Text section:

By Milton S. Gwirtzman

William F. Buckley made a speech down at Yale the other night. Buckley, you might remember, is the author of God and Man at Yale and of McCarthy and His Enemies, about the only book favorable to McCarthy to have been reviewed in the New York Times His subject was "The Liberal Mind," of which he probed three aspects: its inconsistency; its intolerance; and its contempt for facts and evidence. This, he said, is the kind of mind that dominates both political parties, from President Eisenhower leftward.

To show the inconsistency of the liberal mind, he told a story about Mrs. Roosevelt. In her regular question-and-answer column in the Woman's Home Companion, she had been asked whether she would shake the hand of either Senator McCarthy or Andrei Vishinsky. She said she would shake with both. The next week, she was asked whether she would have shaken with Hitler. She would have, Mrs. Roosevelt answered, in Hitler's early years; but not after he had started his mass killings. Reminding his audience that Vishinsky had been responsible for some mass killings himself, Buckley offered this as evidence of the inconsistency of the liberal mind.

This must have made an impression on the audience, for the hand-shaking subject dominated the question period. Asked whether he would have shaken hands with Vishinsky, Buckley said most decidedly not. Nor Stalin. Any Communist? No, he said. Did that mean he favored ending diplomatic relations with Russia? Yes. And would he boycott any international conference with Communists, given that it might involve shaking hands as a preliminary? Yes, Buckley favored no conference of that kind.

Would he shake hands, asked one cynic, with anyone whom he knew had shaken hands with a Communist?

"I would," Buckley replied, "but I would feel quite differently about it."

Work order:
Continue the account of William F. Buckley's Yale speech on "The Liberal Mind," picking up after Buckley's reply about shaking hands.

Records shown:
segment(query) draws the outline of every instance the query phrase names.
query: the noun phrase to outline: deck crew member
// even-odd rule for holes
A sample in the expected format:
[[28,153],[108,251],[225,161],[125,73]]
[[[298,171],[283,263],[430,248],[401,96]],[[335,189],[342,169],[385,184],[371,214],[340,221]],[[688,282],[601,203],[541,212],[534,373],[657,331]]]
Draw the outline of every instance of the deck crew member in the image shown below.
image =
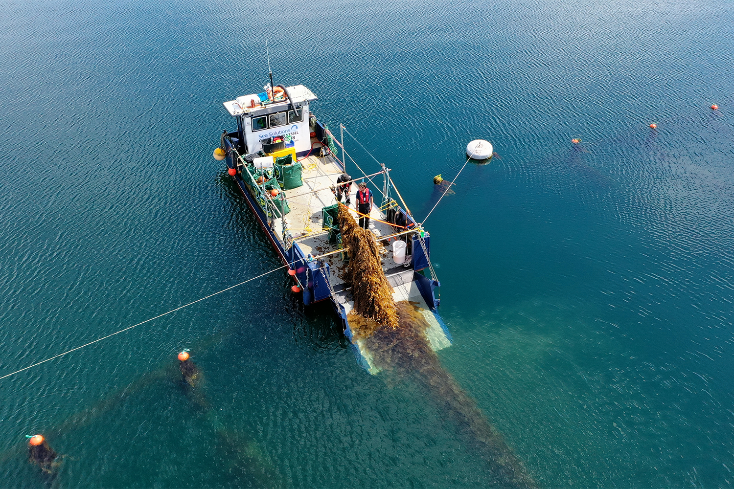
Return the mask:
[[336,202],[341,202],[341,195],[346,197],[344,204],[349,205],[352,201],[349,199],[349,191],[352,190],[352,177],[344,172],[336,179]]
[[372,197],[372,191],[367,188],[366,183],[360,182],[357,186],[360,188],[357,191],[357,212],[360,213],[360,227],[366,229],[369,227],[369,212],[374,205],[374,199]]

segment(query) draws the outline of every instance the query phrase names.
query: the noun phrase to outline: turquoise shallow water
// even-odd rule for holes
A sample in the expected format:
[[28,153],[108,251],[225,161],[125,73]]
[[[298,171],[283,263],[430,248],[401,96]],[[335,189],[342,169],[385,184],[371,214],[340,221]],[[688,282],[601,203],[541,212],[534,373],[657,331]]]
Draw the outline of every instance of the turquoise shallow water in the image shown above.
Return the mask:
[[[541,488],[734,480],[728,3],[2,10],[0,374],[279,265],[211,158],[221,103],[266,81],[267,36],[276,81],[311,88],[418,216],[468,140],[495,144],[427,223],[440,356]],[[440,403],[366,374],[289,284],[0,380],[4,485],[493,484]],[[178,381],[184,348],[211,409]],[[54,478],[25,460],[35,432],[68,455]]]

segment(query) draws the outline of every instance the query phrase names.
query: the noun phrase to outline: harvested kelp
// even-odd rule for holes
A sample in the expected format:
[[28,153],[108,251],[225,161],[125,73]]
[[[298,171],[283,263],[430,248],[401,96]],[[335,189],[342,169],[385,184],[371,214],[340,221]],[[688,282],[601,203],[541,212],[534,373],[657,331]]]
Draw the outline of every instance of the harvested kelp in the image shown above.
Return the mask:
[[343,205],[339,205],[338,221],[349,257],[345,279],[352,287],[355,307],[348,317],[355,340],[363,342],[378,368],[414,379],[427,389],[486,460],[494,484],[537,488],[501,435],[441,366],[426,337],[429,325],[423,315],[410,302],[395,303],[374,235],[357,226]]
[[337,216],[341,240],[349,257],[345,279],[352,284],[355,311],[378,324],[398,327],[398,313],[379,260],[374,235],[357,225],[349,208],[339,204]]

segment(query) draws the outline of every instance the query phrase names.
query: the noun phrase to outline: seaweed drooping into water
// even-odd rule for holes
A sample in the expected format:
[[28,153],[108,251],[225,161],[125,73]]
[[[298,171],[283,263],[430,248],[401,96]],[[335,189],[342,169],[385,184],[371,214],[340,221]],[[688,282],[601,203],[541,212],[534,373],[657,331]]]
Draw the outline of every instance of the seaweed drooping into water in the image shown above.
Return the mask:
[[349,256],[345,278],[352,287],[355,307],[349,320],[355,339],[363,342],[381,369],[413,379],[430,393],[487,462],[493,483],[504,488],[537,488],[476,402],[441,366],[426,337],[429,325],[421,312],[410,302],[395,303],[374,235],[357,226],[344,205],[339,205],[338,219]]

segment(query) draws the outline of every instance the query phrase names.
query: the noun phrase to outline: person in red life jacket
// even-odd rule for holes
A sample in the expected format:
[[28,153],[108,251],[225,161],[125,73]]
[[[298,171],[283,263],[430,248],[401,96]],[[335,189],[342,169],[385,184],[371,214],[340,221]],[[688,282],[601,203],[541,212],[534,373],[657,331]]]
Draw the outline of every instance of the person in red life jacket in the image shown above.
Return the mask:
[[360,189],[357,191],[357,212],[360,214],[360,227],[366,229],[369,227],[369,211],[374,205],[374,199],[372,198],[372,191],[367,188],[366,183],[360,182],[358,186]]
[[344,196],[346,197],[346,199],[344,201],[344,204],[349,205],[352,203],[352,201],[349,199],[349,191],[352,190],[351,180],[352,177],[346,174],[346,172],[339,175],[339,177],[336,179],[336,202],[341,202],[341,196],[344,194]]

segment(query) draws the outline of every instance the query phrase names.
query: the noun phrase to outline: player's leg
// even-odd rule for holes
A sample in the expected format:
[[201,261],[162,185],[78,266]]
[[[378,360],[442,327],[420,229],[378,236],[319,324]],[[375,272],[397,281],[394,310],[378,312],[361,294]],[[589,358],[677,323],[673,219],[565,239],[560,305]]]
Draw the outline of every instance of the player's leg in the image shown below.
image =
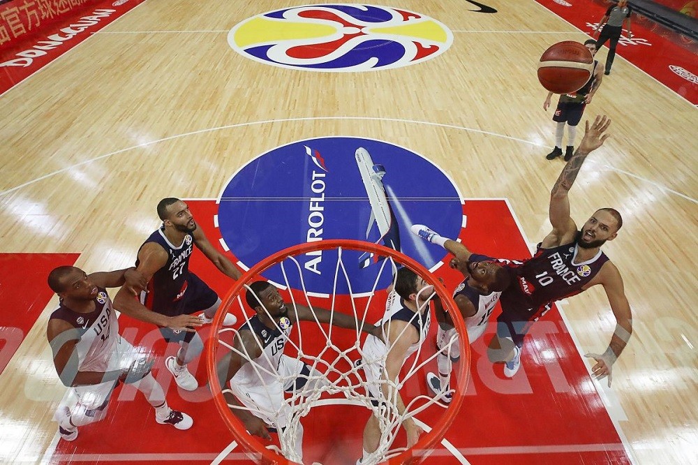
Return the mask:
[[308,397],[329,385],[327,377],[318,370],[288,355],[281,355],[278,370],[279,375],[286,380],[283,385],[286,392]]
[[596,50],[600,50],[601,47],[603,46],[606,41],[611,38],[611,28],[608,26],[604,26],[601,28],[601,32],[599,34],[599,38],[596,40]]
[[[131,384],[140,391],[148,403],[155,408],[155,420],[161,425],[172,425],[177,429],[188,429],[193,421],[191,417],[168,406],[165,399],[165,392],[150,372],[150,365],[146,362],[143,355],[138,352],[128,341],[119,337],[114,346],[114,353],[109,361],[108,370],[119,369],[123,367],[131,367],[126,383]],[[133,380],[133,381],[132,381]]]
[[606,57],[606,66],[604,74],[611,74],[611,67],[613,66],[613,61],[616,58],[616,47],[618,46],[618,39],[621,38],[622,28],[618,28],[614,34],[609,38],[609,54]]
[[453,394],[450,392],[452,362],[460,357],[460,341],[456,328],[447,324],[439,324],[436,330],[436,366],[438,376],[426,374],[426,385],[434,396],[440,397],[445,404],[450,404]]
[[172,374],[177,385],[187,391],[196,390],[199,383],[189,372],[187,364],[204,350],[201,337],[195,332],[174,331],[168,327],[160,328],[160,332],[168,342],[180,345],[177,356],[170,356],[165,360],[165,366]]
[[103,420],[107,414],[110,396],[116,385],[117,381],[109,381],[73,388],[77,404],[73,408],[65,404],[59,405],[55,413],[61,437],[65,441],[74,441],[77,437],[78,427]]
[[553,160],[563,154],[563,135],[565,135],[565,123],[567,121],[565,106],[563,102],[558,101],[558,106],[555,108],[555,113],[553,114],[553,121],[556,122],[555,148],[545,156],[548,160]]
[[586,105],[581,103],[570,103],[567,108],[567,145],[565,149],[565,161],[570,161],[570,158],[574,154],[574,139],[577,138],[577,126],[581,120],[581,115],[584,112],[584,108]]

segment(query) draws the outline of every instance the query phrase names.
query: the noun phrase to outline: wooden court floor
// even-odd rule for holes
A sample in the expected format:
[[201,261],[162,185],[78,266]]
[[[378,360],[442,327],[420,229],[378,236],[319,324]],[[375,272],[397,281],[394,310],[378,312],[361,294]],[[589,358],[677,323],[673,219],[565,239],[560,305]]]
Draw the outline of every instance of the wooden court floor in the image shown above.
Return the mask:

Answer area:
After making it clear he would not have shaken hands with Hitler either, he tried to drop the subject. No luck. A student who had been to Europe on a Fulbright Scholarship asked him about Franco? Yes, said Buckley, he would shake hands with Franco. Franco and not Stalin? "The meaning of his life is different from that of Stalin's."

He elaborated:

"One who wanted to traipse through Madrid making speeches against Franco would find it much different from trying to traipse through Moscow making speeches against Stalin."

"As one who has traipsed through Madrid," said the Fulbright, "I don't think there would be any difference at all."

"Where are your scars?" asked Buckley.

"I didn't risk getting any."

As the evening wore on, Mr. Buckley's reception line lengthened. He would shake hands with Peron, though not Tito, and with British diplomats who had shaken with Communists--though he wouldn't feel good about it. Would he have shaken with FDR even though Buckley thought he had betrayed us into the Second World War and sold us out at Yalta? Yes, said Buckley, because there was a difference between "subjective" and "objective" treason.

As the audience left, Mr. Buckley probably felt as if he had developed a case of bursitis. Whatever other maladies the audience might have wished on him might better be left unsaid, since they are evidence of the liberal mind's intolerance toward ideas on the right.